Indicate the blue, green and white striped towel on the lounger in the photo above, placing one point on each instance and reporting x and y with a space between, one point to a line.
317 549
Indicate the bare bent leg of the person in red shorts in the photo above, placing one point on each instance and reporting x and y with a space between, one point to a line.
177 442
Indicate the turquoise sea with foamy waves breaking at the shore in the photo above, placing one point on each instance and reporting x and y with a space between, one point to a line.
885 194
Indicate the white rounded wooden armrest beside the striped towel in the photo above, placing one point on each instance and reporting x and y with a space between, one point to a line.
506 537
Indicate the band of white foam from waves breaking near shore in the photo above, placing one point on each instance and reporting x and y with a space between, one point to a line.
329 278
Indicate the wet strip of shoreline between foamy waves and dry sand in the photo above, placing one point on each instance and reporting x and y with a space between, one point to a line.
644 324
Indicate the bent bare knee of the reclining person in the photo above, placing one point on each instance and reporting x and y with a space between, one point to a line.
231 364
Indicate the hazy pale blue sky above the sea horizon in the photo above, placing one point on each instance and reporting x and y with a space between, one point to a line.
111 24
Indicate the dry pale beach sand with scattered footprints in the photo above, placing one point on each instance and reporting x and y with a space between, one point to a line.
+-------+
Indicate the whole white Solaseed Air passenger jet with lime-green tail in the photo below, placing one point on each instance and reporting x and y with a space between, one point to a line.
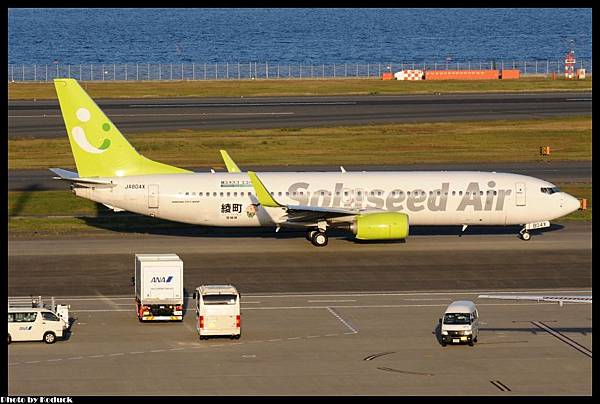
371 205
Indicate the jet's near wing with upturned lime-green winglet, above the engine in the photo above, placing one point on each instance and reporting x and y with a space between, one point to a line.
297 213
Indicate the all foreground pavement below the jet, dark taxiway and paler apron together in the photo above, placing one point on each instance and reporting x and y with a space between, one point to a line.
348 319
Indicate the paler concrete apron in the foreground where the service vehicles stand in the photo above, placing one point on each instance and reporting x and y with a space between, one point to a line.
+-------+
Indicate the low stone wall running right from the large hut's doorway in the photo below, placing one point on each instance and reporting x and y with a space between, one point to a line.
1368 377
+-------+
EXERCISE OBJECTIVE
Using the entries above, return exactly the lines from the line with "Indicate the all" to the line with "Indicate the paler", counting both of those lines.

RESPONSE
Indicate the all foreground pavement below the jet, dark taxiway and paler apron together in the photo above, placing one point on each instance and reporting x and y with a space between, one point to a line.
348 319
Indicate the paler concrete apron in the foreground where the service vehicles stand in the photo above, placing one point on each instance and reporting x and y with a space between, one point to a line.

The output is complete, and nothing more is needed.